ЗАДАНИЕ A: Продублируйте отрывок из фрагмента текста ниже, начиная со слов «Дедал с Икаром» и заканчивая словами «ему по хозяйству.».

ФРАГМЕНТ ТЕКСТА:
Читаем С Евангелием в руках полностью

Дедал с Икаром летят высоко над землею и смотрят вниз, а там, внизу, рыбак своею дрожащею удочкой ловит рыбу. А снизу смотрят на летящих по небу людей пастух, опирающийся на посох, и пахарь, склонившийся над плугом, смотрят, удивляясь и думая, что это боги. Это место из «Метаморфоз» Овидия я запомнил на фоне трех белых пионов в садике у отца Людвига и потом вспоминал эти пионы всякий раз, когда доходил до него, читая Овидия со студентами.

Мне приходилось останавливаться и отходить к окну. В звуках этих известных чуть ли не каждому, кто учит латынь в университете, гекзаметров, я слышал и ворчание моря, и глухой голос отца Людвига, и те псалмы, которые мы с ним тогда читали, и запах его цветов, и бормотанье старухи латышки, что помогала ему по хозяйству.

Дойдя до слов stivave innixus arator («и над плугом склонившийся пахарь»), отец Людвиг остановился и процитировал на латыни стих из предначинательного псалма: «Изыдет человек на дело свое и на делание свое до вечера» (Пс 103: 23). Usque ad vesperum… vesperum… vesperum… Он вообще был убежден в том, что римские поэты знали многие места из Ветхого Завета по греческим стихотворным парафразам, сделанным в эллинистической Александрии, и сознательно их цитировали.

ЗАДАНИЕ B: Пожалуйста, извлеките из записей ниже все строки, где встречается слово «chrome». Регистр букв учитывается.

(Записи)
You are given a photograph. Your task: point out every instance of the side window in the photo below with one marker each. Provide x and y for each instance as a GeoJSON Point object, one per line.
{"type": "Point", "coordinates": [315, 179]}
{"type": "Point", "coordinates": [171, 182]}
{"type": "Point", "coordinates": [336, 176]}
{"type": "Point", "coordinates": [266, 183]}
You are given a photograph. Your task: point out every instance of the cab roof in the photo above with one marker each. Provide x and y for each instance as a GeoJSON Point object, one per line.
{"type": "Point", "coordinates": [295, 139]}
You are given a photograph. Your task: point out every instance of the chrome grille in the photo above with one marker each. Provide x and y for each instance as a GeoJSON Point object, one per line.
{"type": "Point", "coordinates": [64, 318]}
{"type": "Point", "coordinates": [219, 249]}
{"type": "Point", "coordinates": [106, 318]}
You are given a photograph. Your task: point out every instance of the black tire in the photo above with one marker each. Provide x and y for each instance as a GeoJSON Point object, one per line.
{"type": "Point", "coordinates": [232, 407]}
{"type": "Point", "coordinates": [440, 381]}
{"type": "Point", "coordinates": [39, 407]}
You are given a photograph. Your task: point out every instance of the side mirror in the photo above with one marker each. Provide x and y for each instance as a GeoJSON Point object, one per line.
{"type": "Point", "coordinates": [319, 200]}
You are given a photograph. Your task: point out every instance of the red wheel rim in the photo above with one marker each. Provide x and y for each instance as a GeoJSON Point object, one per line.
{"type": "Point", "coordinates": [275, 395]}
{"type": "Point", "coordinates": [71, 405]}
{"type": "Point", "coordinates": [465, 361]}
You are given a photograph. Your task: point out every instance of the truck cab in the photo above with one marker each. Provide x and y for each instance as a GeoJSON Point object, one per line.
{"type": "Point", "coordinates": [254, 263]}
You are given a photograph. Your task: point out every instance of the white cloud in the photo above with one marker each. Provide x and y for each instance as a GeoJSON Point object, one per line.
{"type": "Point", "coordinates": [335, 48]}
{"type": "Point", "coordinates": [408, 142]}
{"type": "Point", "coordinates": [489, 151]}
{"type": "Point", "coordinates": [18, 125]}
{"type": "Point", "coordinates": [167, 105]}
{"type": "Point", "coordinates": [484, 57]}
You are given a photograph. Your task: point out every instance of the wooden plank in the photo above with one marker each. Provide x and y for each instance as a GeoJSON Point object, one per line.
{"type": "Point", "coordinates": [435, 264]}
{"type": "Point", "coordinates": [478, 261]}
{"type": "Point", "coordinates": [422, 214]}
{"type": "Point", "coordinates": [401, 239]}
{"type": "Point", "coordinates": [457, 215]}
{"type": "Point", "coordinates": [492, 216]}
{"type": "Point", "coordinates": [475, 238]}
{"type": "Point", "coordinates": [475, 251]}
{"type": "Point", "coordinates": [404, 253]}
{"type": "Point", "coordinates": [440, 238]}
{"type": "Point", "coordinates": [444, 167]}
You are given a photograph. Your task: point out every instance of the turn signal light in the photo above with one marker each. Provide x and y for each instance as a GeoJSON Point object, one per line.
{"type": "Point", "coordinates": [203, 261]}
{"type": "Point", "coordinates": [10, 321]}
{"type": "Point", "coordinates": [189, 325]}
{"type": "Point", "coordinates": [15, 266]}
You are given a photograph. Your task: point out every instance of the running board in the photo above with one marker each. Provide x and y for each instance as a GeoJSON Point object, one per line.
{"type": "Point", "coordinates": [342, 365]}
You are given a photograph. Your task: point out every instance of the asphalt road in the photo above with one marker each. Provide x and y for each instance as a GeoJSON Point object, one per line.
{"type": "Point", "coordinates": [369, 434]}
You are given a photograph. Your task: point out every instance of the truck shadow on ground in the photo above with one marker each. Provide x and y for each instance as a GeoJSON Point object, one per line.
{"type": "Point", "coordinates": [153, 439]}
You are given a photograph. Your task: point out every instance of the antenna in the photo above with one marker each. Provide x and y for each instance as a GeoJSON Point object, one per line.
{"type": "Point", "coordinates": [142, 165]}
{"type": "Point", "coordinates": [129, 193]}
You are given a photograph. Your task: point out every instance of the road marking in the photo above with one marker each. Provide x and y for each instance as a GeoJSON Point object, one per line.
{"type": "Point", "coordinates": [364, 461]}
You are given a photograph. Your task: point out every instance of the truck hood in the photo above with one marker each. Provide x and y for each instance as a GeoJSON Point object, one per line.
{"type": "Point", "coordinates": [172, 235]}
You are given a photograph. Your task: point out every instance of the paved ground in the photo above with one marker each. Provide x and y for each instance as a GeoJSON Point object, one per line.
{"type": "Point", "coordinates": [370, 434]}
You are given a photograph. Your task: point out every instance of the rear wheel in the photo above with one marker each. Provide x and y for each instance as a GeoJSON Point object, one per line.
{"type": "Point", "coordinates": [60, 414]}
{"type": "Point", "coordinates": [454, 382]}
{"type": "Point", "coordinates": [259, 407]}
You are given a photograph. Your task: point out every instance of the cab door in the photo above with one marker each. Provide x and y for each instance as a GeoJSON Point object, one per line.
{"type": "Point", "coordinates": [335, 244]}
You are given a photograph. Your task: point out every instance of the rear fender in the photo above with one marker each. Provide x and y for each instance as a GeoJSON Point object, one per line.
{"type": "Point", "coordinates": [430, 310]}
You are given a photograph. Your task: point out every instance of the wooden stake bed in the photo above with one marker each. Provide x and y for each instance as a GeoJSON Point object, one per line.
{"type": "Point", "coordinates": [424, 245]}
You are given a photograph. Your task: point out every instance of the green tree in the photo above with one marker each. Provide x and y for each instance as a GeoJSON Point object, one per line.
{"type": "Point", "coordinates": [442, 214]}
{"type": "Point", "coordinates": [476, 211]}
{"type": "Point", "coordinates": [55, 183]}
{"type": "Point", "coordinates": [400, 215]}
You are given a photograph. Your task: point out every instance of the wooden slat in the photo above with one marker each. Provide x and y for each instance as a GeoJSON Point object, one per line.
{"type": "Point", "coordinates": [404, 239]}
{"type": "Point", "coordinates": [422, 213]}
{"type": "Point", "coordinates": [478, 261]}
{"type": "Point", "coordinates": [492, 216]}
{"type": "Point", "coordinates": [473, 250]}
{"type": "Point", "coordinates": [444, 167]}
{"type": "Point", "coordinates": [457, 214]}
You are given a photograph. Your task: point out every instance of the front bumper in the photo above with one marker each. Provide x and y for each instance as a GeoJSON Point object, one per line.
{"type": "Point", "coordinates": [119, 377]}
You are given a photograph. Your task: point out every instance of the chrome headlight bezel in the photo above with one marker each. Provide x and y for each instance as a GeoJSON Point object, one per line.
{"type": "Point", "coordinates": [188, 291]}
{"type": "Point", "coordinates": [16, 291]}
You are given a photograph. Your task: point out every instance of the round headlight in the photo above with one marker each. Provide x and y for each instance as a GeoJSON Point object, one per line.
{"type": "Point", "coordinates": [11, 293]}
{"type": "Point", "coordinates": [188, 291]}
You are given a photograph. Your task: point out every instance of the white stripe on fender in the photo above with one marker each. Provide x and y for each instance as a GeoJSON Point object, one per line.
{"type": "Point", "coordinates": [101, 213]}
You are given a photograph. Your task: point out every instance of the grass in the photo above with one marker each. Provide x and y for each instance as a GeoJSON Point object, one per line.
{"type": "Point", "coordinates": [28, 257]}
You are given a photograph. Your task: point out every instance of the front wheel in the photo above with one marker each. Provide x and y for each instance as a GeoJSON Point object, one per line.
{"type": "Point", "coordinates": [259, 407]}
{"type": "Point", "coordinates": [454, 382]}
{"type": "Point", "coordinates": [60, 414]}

РЕЗУЛЬТАТ A:
Дедал с Икаром летят высоко над землею и смотрят вниз, а там, внизу, рыбак своею дрожащею удочкой ловит рыбу. А снизу смотрят на летящих по небу людей пастух, опирающийся на посох, и пахарь, склонившийся над плугом, смотрят, удивляясь и думая, что это боги. Это место из «Метаморфоз» Овидия я запомнил на фоне трех белых пионов в садике у отца Людвига и потом вспоминал эти пионы всякий раз, когда доходил до него, читая Овидия со студентами.

Мне приходилось останавливаться и отходить к окну. В звуках этих известных чуть ли не каждому, кто учит латынь в университете, гекзаметров, я слышал и ворчание моря, и глухой голос отца Людвига, и те псалмы, которые мы с ним тогда читали, и запах его цветов, и бормотанье старухи латышки, что помогала ему по хозяйству.

РЕЗУЛЬТАТ B:
You are given a photograph. Your task: point out every instance of the chrome grille in the photo above with one marker each. Provide x and y for each instance as a GeoJSON Point object, one per line.
You are given a photograph. Your task: point out every instance of the chrome headlight bezel in the photo above with one marker each. Provide x and y for each instance as a GeoJSON Point object, one per line.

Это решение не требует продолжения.